Print the lines below without any changes, beginning at the line that has "task=detect input=white wall" and stopping after the line that has "[604,0,644,17]".
** begin ITEMS **
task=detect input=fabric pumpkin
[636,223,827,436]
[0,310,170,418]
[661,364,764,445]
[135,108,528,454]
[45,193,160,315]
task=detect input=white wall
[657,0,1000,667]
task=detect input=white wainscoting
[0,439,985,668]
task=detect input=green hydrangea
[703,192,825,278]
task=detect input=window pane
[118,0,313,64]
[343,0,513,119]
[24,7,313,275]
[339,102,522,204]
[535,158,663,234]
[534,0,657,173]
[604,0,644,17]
** end ITEMS **
** begin ITEMS **
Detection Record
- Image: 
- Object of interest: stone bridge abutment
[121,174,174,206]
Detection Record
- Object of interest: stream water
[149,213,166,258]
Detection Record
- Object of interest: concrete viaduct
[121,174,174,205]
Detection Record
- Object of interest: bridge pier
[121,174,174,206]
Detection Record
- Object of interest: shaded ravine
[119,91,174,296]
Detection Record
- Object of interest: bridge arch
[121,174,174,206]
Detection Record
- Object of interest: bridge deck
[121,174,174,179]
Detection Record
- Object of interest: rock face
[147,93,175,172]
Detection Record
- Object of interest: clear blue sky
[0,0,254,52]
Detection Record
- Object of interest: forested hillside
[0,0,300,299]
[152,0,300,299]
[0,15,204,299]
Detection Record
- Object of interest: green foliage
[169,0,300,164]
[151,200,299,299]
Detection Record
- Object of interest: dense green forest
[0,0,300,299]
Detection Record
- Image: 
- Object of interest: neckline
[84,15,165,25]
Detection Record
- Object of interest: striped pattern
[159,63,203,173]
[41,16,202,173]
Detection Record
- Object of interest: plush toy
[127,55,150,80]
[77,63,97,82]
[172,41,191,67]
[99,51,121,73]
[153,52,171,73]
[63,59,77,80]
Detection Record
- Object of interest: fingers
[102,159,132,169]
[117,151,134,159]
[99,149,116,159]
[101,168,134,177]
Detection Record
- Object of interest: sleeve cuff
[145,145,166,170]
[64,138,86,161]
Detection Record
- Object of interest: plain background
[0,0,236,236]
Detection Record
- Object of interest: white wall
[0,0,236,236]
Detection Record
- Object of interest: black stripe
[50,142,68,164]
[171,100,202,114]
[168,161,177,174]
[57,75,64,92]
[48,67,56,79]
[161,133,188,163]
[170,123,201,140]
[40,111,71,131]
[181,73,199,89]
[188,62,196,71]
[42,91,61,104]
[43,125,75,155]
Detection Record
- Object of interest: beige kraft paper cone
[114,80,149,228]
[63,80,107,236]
** end ITEMS **
**ANSWER TO THE TASK**
task=detect input=white wall
[657,0,1000,667]
task=detect input=white wainscoting
[0,439,985,668]
task=detect input=green hydrangea
[703,192,825,278]
task=detect input=window pane
[118,0,313,64]
[343,0,513,119]
[24,7,313,275]
[339,102,522,204]
[535,158,663,234]
[534,0,657,173]
[604,0,644,17]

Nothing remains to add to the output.